GIVEN EXERCISE:
Extract every line of the material below and reproduce each one verbatim.
• • • •
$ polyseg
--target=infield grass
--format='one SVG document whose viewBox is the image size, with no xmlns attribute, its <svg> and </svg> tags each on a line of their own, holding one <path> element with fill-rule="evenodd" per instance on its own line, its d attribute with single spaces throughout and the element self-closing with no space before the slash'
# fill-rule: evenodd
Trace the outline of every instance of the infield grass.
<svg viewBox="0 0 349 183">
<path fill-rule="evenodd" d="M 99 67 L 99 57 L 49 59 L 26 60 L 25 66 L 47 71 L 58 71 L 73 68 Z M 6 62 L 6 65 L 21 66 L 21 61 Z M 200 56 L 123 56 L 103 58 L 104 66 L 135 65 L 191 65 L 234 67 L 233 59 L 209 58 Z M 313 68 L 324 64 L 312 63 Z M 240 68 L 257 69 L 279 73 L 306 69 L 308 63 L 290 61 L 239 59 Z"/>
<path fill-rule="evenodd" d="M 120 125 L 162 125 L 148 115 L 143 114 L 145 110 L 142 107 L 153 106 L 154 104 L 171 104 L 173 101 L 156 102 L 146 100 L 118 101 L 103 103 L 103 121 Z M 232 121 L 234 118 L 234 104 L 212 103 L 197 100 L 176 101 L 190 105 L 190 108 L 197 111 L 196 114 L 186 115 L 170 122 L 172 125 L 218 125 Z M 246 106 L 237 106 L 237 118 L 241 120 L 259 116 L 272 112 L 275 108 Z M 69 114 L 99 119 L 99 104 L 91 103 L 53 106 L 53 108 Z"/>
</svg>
• • • •
THE RESPONSE:
$ polyseg
--target=infield grass
--format='one SVG document whose viewBox is the image size, with no xmlns attribute, its <svg> and </svg> tags each on a line of their own, holding one <path> element with fill-rule="evenodd" per instance on its own line, its d attribute with single spaces throughout and the element self-closing with no space before the slash'
# fill-rule: evenodd
Trace the outline of every instance of the infield grass.
<svg viewBox="0 0 349 183">
<path fill-rule="evenodd" d="M 99 67 L 99 57 L 49 59 L 26 60 L 25 66 L 47 71 L 58 71 L 73 68 Z M 6 62 L 6 65 L 21 66 L 21 61 Z M 200 56 L 123 56 L 103 58 L 104 66 L 135 65 L 191 65 L 234 67 L 233 59 L 209 58 Z M 313 68 L 324 64 L 312 63 Z M 240 68 L 257 69 L 279 73 L 306 69 L 308 63 L 290 61 L 239 59 Z"/>
<path fill-rule="evenodd" d="M 120 125 L 162 125 L 148 115 L 143 114 L 145 110 L 142 107 L 153 106 L 154 104 L 171 104 L 173 101 L 156 102 L 146 100 L 118 101 L 103 103 L 103 121 Z M 232 121 L 234 118 L 234 104 L 212 103 L 197 100 L 176 101 L 190 105 L 190 108 L 197 111 L 196 114 L 186 115 L 170 122 L 172 125 L 218 125 Z M 246 106 L 237 106 L 237 118 L 241 120 L 259 116 L 272 112 L 275 108 Z M 69 114 L 99 119 L 99 104 L 91 103 L 53 106 L 53 108 Z"/>
</svg>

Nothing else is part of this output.